TASK TO CARRY OUT ▸ Give the number of lines containing "damaged" in this listing, with no other words.

════════════════

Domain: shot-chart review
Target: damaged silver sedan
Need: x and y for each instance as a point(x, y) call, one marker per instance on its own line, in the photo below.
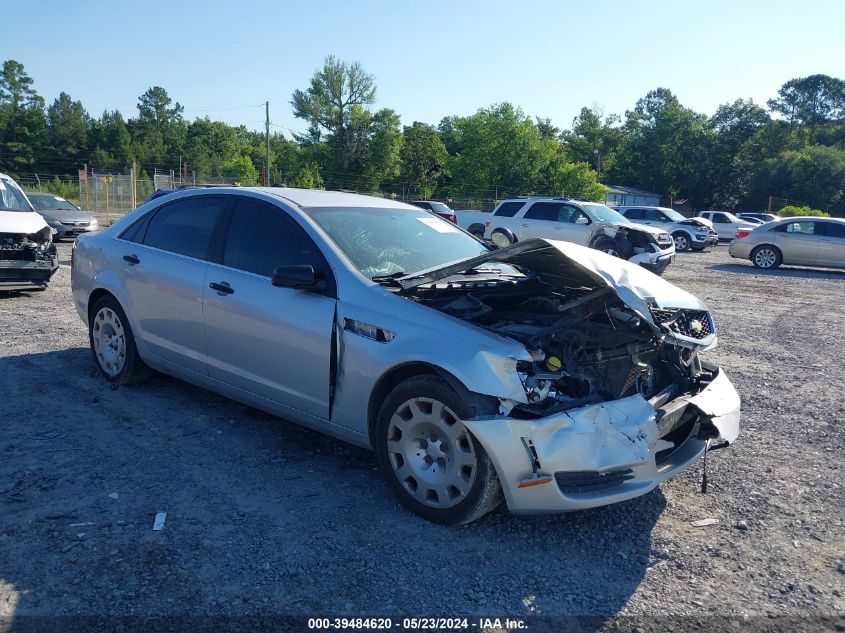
point(551, 375)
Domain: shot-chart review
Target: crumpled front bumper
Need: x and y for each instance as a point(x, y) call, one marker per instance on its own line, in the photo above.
point(603, 453)
point(25, 274)
point(657, 261)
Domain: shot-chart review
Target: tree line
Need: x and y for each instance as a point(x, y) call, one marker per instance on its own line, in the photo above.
point(794, 147)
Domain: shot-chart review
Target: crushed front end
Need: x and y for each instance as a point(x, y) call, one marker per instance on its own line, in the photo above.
point(27, 261)
point(617, 397)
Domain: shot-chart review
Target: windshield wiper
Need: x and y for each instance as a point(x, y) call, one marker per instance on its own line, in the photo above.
point(388, 278)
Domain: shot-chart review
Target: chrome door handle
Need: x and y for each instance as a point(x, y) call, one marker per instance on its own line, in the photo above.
point(222, 288)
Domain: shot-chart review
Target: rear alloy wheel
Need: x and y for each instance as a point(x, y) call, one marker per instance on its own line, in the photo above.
point(435, 466)
point(682, 242)
point(113, 344)
point(766, 257)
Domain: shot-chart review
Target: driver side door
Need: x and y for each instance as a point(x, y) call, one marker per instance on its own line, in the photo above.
point(270, 341)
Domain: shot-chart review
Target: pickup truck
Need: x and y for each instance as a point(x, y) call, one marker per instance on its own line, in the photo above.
point(586, 223)
point(725, 224)
point(689, 233)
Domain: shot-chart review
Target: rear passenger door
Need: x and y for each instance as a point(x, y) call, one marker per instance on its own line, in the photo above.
point(163, 266)
point(270, 341)
point(798, 242)
point(832, 244)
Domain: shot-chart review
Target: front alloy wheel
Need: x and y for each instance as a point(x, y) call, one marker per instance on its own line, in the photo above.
point(431, 453)
point(765, 257)
point(435, 466)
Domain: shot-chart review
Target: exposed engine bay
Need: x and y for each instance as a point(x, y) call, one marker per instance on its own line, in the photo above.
point(587, 345)
point(27, 260)
point(628, 241)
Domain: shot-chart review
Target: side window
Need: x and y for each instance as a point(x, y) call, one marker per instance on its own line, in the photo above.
point(571, 214)
point(807, 228)
point(185, 227)
point(260, 238)
point(833, 229)
point(548, 211)
point(136, 232)
point(508, 209)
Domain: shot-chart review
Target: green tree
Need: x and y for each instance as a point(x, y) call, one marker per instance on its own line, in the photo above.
point(735, 125)
point(811, 101)
point(594, 139)
point(424, 158)
point(667, 148)
point(68, 127)
point(336, 92)
point(208, 145)
point(241, 170)
point(501, 153)
point(159, 132)
point(813, 175)
point(110, 141)
point(22, 122)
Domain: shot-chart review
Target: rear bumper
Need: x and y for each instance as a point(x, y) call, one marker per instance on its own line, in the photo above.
point(604, 453)
point(26, 275)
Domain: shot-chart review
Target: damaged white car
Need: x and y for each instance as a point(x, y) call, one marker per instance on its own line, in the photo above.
point(27, 255)
point(549, 374)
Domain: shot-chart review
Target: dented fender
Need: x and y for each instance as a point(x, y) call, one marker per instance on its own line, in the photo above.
point(621, 435)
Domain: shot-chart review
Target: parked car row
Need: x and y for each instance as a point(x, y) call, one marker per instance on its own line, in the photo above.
point(586, 223)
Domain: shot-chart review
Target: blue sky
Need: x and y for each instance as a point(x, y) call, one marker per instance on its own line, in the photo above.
point(430, 59)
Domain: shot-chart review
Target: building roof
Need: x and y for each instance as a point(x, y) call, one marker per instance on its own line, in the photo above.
point(631, 191)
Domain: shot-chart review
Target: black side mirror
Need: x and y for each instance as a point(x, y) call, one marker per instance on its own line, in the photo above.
point(299, 277)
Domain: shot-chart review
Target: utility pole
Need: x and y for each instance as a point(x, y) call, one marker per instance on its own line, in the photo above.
point(267, 127)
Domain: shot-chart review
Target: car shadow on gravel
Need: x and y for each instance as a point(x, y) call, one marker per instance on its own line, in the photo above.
point(263, 517)
point(782, 271)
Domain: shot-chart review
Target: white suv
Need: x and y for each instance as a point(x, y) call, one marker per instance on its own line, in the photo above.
point(586, 223)
point(726, 224)
point(689, 233)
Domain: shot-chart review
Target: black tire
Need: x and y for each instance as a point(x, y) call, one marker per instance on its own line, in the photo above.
point(766, 257)
point(133, 371)
point(683, 241)
point(484, 493)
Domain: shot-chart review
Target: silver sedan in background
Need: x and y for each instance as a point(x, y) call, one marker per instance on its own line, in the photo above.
point(550, 374)
point(802, 241)
point(65, 217)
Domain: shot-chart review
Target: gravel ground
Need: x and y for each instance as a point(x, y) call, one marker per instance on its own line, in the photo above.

════════════════

RESULT FOR THIS TASK ▸ 2